Task objective: Pick out every line in the lines below that contains the word "ground", and copy each one.

-- BEGIN Source material --

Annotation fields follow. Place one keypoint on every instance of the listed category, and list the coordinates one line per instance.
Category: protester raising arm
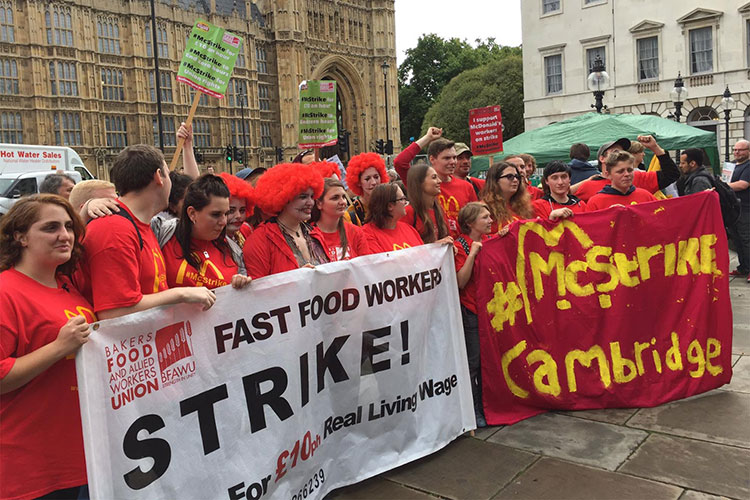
(405, 157)
(190, 166)
(669, 172)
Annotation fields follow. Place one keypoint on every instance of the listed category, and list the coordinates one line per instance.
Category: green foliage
(430, 65)
(499, 82)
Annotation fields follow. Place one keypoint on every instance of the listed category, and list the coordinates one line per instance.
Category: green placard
(209, 58)
(317, 114)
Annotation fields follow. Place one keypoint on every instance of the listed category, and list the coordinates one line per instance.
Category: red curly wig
(282, 182)
(240, 189)
(359, 164)
(326, 169)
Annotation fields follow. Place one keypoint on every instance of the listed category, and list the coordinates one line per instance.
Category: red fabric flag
(624, 307)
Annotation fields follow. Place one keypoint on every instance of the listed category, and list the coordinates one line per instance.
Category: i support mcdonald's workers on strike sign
(209, 59)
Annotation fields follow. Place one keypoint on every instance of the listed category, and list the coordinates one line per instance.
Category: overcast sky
(464, 19)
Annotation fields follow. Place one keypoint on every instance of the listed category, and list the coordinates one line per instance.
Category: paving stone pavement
(693, 449)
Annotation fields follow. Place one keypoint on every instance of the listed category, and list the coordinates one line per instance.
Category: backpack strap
(464, 244)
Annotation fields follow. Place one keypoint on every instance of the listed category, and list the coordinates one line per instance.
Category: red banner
(486, 129)
(625, 307)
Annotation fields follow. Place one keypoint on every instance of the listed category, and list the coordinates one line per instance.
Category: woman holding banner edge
(41, 443)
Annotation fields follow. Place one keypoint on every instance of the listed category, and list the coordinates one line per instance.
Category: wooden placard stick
(188, 122)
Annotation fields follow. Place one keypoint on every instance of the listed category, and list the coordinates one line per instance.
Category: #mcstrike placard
(317, 114)
(209, 59)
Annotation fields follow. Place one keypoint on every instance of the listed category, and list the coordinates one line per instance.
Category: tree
(429, 66)
(499, 82)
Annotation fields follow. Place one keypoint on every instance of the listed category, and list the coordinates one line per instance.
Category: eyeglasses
(510, 177)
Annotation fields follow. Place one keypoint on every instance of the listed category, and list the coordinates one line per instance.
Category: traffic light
(239, 155)
(343, 142)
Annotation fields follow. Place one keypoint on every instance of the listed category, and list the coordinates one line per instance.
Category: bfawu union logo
(174, 349)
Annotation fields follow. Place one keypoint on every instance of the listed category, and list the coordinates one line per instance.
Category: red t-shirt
(119, 271)
(544, 206)
(387, 240)
(41, 443)
(644, 180)
(356, 243)
(606, 200)
(467, 294)
(216, 268)
(417, 223)
(454, 195)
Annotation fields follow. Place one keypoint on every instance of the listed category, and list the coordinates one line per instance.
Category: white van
(13, 185)
(21, 158)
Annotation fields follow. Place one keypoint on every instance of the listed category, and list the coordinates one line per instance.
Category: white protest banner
(304, 382)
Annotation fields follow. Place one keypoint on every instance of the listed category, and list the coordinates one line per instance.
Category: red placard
(486, 129)
(618, 308)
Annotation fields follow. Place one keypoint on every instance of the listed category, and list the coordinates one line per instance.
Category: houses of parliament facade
(80, 73)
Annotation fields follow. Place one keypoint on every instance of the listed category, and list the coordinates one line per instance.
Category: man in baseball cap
(463, 165)
(622, 144)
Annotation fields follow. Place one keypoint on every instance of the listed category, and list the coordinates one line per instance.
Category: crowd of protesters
(155, 237)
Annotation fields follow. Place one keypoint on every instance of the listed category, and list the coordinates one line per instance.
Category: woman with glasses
(424, 212)
(557, 202)
(383, 229)
(364, 172)
(506, 196)
(285, 241)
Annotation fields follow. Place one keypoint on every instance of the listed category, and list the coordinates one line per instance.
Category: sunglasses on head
(510, 177)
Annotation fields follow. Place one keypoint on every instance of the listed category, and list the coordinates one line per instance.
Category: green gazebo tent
(593, 129)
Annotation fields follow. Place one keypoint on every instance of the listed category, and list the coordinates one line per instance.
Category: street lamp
(598, 82)
(729, 104)
(385, 67)
(678, 96)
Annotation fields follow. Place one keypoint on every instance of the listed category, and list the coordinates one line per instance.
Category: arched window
(702, 114)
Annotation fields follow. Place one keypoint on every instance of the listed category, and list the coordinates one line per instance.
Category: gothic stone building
(80, 73)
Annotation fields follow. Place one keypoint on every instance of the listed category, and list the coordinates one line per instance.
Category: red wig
(326, 169)
(281, 183)
(240, 189)
(359, 164)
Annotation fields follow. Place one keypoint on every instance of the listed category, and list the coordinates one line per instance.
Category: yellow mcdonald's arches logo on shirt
(160, 278)
(396, 246)
(201, 273)
(450, 206)
(81, 311)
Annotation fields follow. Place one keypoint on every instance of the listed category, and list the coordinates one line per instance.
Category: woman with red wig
(384, 230)
(343, 239)
(365, 171)
(285, 241)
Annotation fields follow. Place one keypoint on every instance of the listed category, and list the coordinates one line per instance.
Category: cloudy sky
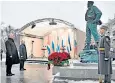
(19, 13)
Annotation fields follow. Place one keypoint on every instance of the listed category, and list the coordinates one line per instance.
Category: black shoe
(8, 74)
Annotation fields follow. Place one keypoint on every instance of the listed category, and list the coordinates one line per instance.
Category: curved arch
(47, 19)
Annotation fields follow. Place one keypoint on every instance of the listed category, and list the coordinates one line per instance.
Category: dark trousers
(8, 68)
(21, 64)
(107, 78)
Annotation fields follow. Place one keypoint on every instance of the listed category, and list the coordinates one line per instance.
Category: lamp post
(32, 50)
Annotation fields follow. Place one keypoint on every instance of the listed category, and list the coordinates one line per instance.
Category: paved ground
(35, 73)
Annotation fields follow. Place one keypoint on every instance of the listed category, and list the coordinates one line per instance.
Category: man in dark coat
(105, 64)
(11, 54)
(23, 55)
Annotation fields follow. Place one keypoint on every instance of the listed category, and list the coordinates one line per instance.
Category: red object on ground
(48, 66)
(61, 56)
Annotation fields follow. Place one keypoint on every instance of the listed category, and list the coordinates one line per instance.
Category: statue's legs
(88, 37)
(91, 29)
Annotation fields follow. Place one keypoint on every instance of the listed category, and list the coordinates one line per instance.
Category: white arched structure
(43, 34)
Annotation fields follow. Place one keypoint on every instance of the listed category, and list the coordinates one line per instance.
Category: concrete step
(79, 72)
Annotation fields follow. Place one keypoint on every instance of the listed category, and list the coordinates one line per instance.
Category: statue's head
(90, 4)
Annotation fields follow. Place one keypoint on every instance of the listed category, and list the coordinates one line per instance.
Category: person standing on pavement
(23, 55)
(11, 54)
(92, 17)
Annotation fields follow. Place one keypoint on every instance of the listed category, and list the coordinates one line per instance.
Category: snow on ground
(72, 81)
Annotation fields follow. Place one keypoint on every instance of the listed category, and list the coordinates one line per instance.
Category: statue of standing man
(92, 18)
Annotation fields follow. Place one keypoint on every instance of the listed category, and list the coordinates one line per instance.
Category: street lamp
(32, 50)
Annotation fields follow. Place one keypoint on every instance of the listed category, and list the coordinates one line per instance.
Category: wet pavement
(34, 73)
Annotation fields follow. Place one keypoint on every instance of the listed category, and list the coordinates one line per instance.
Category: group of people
(92, 18)
(12, 55)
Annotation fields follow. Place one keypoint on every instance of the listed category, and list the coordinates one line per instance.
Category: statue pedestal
(79, 71)
(89, 56)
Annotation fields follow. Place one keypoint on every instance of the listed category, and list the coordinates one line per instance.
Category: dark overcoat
(23, 52)
(11, 50)
(104, 66)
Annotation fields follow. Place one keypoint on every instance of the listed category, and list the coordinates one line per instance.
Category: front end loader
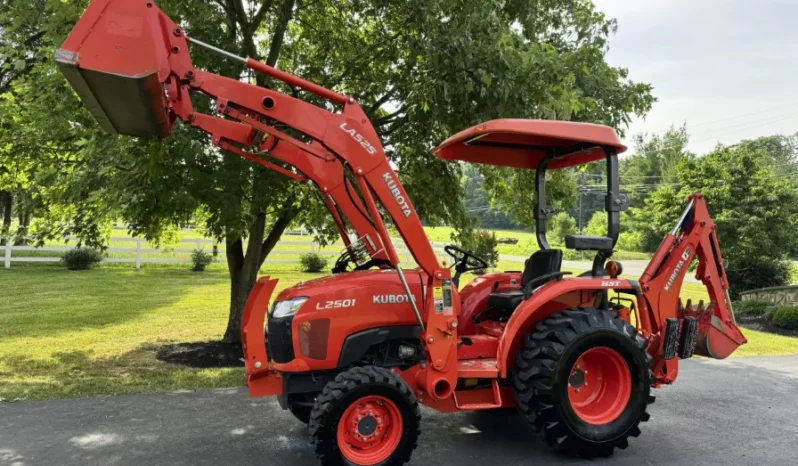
(354, 354)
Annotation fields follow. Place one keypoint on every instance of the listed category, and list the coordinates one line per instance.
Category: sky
(728, 68)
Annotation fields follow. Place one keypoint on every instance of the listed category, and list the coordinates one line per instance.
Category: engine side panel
(344, 305)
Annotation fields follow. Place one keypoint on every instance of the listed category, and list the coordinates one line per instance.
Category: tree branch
(385, 98)
(285, 15)
(390, 117)
(283, 221)
(241, 14)
(261, 14)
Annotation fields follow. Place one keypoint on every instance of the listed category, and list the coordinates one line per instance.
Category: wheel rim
(370, 430)
(599, 385)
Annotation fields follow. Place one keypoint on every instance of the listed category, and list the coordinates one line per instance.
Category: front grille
(279, 341)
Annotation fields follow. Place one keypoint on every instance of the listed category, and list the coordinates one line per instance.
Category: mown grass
(75, 334)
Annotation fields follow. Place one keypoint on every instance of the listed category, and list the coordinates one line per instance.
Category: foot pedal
(688, 338)
(671, 338)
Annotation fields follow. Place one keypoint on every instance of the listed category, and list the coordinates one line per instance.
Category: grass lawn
(75, 334)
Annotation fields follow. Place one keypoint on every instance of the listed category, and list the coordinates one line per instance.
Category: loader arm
(661, 283)
(131, 66)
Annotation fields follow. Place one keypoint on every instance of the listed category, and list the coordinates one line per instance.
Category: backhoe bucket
(117, 60)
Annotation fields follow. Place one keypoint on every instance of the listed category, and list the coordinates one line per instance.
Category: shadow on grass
(46, 301)
(202, 354)
(77, 374)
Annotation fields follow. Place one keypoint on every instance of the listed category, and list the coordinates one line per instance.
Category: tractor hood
(361, 285)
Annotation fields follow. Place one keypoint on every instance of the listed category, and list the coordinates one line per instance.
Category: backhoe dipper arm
(661, 283)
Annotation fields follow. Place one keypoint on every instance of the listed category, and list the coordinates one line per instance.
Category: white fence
(140, 251)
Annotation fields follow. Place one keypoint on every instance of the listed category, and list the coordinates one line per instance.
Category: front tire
(367, 416)
(583, 378)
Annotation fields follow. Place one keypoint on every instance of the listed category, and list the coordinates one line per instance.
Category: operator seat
(540, 263)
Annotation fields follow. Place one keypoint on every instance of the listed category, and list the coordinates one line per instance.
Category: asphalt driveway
(743, 411)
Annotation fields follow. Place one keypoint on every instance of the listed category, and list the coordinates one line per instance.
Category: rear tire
(367, 416)
(553, 368)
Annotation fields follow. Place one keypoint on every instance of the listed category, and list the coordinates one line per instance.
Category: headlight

-- END Source material --

Final result:
Category: paved ground
Category: red object on ground
Category: snow on ground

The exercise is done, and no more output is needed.